Aim of the exercise:
Write out exactly the lines below that run from the one containing "--coords=pixels" through the one containing "M 201 124 L", both included, with no other lines.

[Collected data entries]

Segment Open

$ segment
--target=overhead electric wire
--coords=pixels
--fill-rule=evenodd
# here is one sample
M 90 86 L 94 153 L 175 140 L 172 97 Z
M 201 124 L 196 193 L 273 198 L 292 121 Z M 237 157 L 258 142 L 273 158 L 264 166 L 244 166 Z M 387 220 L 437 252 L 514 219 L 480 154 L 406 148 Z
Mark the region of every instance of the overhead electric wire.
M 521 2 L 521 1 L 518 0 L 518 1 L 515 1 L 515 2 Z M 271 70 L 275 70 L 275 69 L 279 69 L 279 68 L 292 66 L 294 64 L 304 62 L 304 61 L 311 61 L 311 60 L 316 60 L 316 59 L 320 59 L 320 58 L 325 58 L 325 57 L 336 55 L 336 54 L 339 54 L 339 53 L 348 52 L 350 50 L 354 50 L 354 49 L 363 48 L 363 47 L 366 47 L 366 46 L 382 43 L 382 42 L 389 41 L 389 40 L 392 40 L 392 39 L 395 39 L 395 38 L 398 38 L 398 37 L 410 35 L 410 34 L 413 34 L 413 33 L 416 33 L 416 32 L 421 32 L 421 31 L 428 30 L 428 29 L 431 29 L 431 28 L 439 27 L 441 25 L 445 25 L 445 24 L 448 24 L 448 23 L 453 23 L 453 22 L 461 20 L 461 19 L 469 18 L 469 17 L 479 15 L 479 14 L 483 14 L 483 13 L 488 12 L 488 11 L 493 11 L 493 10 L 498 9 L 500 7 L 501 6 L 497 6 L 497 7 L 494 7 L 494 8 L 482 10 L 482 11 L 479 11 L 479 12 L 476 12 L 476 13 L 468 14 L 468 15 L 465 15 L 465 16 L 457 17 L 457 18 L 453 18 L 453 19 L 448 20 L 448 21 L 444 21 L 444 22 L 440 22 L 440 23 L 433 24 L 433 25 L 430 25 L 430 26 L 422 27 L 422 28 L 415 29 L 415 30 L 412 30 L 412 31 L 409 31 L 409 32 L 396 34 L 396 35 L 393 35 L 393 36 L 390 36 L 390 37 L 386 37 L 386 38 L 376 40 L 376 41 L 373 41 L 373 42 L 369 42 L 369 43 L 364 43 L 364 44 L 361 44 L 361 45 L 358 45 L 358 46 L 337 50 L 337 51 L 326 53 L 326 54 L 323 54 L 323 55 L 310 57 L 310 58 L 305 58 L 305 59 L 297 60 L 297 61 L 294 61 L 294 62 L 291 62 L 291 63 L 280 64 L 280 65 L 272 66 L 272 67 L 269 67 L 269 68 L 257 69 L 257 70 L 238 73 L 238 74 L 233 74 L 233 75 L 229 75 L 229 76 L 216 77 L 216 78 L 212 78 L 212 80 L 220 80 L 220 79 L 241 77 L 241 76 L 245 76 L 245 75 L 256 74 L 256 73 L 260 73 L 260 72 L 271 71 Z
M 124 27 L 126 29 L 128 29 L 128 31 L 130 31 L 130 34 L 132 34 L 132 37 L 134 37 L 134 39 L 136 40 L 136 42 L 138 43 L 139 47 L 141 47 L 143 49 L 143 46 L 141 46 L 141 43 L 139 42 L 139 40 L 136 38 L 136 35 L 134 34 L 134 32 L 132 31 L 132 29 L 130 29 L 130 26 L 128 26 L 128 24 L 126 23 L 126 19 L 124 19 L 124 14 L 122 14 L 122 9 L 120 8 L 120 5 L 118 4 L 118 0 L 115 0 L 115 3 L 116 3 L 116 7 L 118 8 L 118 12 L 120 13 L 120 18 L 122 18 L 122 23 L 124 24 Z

Segment Closed

Your response:
--coords=pixels
--fill-rule=evenodd
# here is one sample
M 90 86 L 94 153 L 175 140 L 172 97 Z
M 201 124 L 196 193 L 273 198 L 292 121 Z M 237 157 L 258 142 L 273 158 L 264 166 L 244 166 Z M 387 220 L 437 252 L 514 219 L 480 154 L 406 148 Z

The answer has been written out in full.